Render every line of the items below as a Markdown table with two columns, Row for the row number and Line for the line itself, and leave out any blank lines.

□ □ □ □

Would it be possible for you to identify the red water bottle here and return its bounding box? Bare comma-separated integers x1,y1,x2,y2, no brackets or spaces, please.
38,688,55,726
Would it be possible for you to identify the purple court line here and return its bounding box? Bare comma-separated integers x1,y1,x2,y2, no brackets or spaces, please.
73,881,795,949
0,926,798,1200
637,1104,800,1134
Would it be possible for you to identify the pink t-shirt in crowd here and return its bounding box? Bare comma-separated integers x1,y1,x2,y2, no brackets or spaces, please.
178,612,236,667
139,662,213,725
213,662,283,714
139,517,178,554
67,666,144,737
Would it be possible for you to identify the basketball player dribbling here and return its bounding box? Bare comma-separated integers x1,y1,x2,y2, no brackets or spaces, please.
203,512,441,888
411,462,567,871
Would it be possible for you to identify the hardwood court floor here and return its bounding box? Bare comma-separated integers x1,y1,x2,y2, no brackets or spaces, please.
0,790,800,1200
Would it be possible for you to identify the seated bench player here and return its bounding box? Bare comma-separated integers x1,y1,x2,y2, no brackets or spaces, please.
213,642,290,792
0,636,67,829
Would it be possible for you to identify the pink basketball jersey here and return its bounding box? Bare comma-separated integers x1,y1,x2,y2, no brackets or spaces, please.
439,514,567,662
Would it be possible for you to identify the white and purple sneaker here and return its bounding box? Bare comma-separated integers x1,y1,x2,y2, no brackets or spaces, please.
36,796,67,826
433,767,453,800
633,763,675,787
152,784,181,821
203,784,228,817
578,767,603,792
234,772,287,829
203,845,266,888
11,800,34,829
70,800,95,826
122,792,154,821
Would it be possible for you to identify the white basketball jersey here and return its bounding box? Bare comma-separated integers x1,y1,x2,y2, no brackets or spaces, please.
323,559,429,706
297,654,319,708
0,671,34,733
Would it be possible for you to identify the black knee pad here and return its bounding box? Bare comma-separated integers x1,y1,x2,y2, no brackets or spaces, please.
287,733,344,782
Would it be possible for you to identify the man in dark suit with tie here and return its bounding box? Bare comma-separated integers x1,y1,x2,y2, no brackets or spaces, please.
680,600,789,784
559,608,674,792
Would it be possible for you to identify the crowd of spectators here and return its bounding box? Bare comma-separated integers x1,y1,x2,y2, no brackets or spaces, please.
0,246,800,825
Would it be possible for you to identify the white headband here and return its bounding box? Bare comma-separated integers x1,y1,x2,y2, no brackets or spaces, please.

□ □ □ □

Problem solution
| Row | Line |
|---|---|
| 1 | Would it be possible for you to identify the red water bottle here and return its bounding box? Bare comma-separated integers x1,y1,x2,y2, no brackets or spaces, please. |
| 2 | 38,688,55,726 |
| 3 | Would it be possible for you to identify the purple court line here and return its bounding box? Bare comma-separated integers x1,y1,x2,y2, no brackets or spaces, please. |
| 4 | 73,881,795,949 |
| 5 | 0,926,798,1200 |
| 6 | 637,1104,800,1134 |
| 7 | Would it be possible for you to identify the pink t-shirt in crowd here and return its bounding box? Bare comma-separated integers x1,y1,x2,y2, no brackets or spaces, please. |
| 8 | 178,612,236,667 |
| 9 | 139,662,213,725 |
| 10 | 213,662,283,714 |
| 11 | 139,517,178,554 |
| 12 | 67,666,144,737 |
| 13 | Would it be possible for you to identify the basketball player dribbling here and return its bounding box? Bare comma-separated integers x1,y1,x2,y2, no brackets or spaces, please. |
| 14 | 203,512,441,888 |
| 15 | 411,462,567,871 |
| 16 | Would it be possible for you to identify the hardwood court floor here and return its bounding box? Bare comma-separated integers x1,y1,x2,y2, no brackets or spaces, please. |
| 17 | 0,790,800,1200 |
| 18 | Would it be possible for you to identify the seated bench player here and return its bounding box? Bare comma-separated integers x1,y1,x2,y2, no brackets or spaces, please. |
| 19 | 213,642,290,792 |
| 20 | 0,636,67,829 |
| 21 | Would it be possible for you to identify the pink basketball jersey here and return its bounding box? Bare comma-separated integers x1,y1,x2,y2, no brackets or spaces, please. |
| 22 | 439,514,567,662 |
| 23 | Would it be possible for you to identify the white and purple sneaker here and return its bounding box? Bare comma-separated integers x1,y1,x2,y2, no brackets or spaces, please. |
| 24 | 36,796,67,826 |
| 25 | 433,767,453,800 |
| 26 | 633,763,675,787 |
| 27 | 152,784,181,821 |
| 28 | 203,784,228,817 |
| 29 | 578,767,603,792 |
| 30 | 234,772,287,829 |
| 31 | 203,845,266,888 |
| 32 | 11,800,34,829 |
| 33 | 70,800,95,826 |
| 34 | 122,792,154,821 |
| 35 | Would it be possible for you to identify the white basketball jersey here and return its bounding box? Bare comma-separated integers x1,y1,x2,y2, no brackets or spaces, please. |
| 36 | 323,559,429,706 |
| 37 | 297,654,319,708 |
| 38 | 0,671,34,733 |
| 39 | Would it be possible for you to identify the black knee pad here and return its bounding box? Bare comma-separated integers x1,y1,x2,y2, no brackets or spaces, please. |
| 40 | 287,733,344,782 |
| 41 | Would it be possible for you to identify the man in dark suit with tie here and return its bounding box? Bare comma-separated integers x1,y1,x2,y2, no brackets or spaces, please. |
| 42 | 680,600,789,784 |
| 43 | 559,608,674,792 |
| 44 | Would it be possible for you to identify the crowd of spectators here and return its bounding box? Bare comma-separated integers x1,y1,x2,y2, no brackets or spaces, please. |
| 45 | 0,246,800,825 |
| 46 | Would it be possible for you to identify the white headband here and return its bounding box? Bare comma-separated integers x1,y1,x2,y2, no brackets or spaces, please. |